[Assigned task]:
Return all of the material, keeping each line exactly as it is.

[Available records]:
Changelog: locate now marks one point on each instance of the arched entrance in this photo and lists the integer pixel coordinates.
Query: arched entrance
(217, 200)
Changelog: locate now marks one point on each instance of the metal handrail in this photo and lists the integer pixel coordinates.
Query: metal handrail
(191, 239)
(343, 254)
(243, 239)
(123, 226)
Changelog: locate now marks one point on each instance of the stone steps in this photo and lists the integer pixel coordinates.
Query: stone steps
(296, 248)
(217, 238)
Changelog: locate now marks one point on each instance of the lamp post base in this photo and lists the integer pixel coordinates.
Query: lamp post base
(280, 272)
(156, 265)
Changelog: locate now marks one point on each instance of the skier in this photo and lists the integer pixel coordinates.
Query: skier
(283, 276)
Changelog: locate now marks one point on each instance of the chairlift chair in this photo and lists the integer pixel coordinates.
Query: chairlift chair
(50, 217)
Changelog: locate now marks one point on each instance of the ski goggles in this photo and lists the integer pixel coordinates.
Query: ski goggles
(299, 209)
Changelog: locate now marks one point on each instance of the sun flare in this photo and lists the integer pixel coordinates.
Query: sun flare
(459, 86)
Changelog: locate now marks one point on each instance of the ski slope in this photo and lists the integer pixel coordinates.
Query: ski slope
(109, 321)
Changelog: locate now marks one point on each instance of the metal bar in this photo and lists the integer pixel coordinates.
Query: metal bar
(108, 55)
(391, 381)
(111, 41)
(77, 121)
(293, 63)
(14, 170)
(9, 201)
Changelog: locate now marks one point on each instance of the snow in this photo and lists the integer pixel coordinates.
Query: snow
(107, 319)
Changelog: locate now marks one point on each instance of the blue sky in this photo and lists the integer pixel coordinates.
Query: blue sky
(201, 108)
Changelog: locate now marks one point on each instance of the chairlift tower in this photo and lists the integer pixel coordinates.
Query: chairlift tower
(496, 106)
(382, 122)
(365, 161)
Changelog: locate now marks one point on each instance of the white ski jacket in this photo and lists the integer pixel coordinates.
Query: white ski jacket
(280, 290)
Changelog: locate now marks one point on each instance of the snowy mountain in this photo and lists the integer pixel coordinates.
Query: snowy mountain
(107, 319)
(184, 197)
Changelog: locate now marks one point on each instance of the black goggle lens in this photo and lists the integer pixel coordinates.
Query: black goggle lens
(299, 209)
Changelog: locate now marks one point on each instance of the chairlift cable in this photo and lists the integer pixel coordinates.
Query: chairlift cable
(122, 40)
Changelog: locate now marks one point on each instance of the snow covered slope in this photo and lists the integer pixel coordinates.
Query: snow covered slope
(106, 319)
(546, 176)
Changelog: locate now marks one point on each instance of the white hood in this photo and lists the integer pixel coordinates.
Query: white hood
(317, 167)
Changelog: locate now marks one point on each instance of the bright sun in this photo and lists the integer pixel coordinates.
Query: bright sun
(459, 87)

[Solution to this exercise]:
Changelog: locate now marks one point on each instance of the arched entrance in this photo and lists the integer pixel coordinates.
Query: arched entrance
(217, 200)
Changelog: locate now marks one point on each instance of the metal handrail in this photo and lists the integer pixel coordinates.
Query: metal handrail
(191, 239)
(343, 254)
(243, 239)
(123, 226)
Changelog: locate now marks one point on each instance of the stone steps in this photo and lists the integer pixel coordinates.
Query: stone steps
(296, 248)
(217, 238)
Changelog: locate now marks one point on each instance of the lamp post base in this photo and lists the integer pixel coordinates.
Query: lamp post base
(280, 272)
(156, 265)
Changelog: locate now marks one point on each instance of the skier in this photo and lists the integer pixel coordinates.
Query: skier
(283, 276)
Changelog: locate now marks one point on each instance of the chairlift chair in this photo and lists the integer pixel coordinates.
Query: chairlift chair
(50, 217)
Changelog: locate now marks one point on each instance of the ski goggles in this photo and lists the integer pixel coordinates.
Query: ski goggles
(299, 209)
Changelog: locate now marks one point on each instance of the sun flare in this photo and lists the integer pixel coordinates.
Query: sun flare
(459, 86)
Changelog: locate now marks one point on each instance of the ski slope in this photo and lists the integer pixel coordinates.
Query: ski slope
(109, 321)
Changelog: locate now marks one point on each instance of the metal bar in this photo and lists the integer pixel coordinates.
Query: metal bar
(108, 55)
(391, 381)
(111, 41)
(77, 121)
(293, 63)
(14, 170)
(9, 201)
Changelog: locate now marks one point on each instance of the snow in this photo and lists the integer pixel coordinates.
Query: snow
(107, 319)
Changelog: locate now marks one point on each instance of the blue sky in this photo and lists the integer pixel coordinates.
Query: blue sky
(201, 108)
Changelog: locate now marks one point on each instance of the chairlift tower in this photo and lists the integer pixel coordinates.
Query: chairlift tower
(496, 106)
(382, 122)
(365, 161)
Changelog: locate now marks one point on each instance of the white ski jacket in this photo and lists the integer pixel coordinates.
Query: white ski jacket
(280, 290)
Changelog: locate now marks one point on each instance of the snowy mountain in this photo and lists the integer pixel coordinates.
Query: snowy mountain
(107, 319)
(184, 197)
Changelog: locate now marks one point on each instance of the black goggle lens in this photo and lists the integer pixel coordinates.
Query: black goggle lens
(299, 209)
Changelog: locate now marks one point on each instance of the chairlift cable in this photo and lists the integer pixel coordinates.
Query: chairlift cable
(122, 40)
Changelog: locate now marks one point on each instance of the snow covered slope in this photo and lists the integer pixel coordinates.
Query: snow covered slope
(106, 319)
(546, 176)
Changelog: locate now marks one point on each instance of the white hood in this photo and lists the integer pixel coordinates.
Query: white hood
(317, 167)
Changelog: locate now marks one point on each instance of the bright sun in this photo and lists the integer pixel coordinates.
Query: bright sun
(459, 87)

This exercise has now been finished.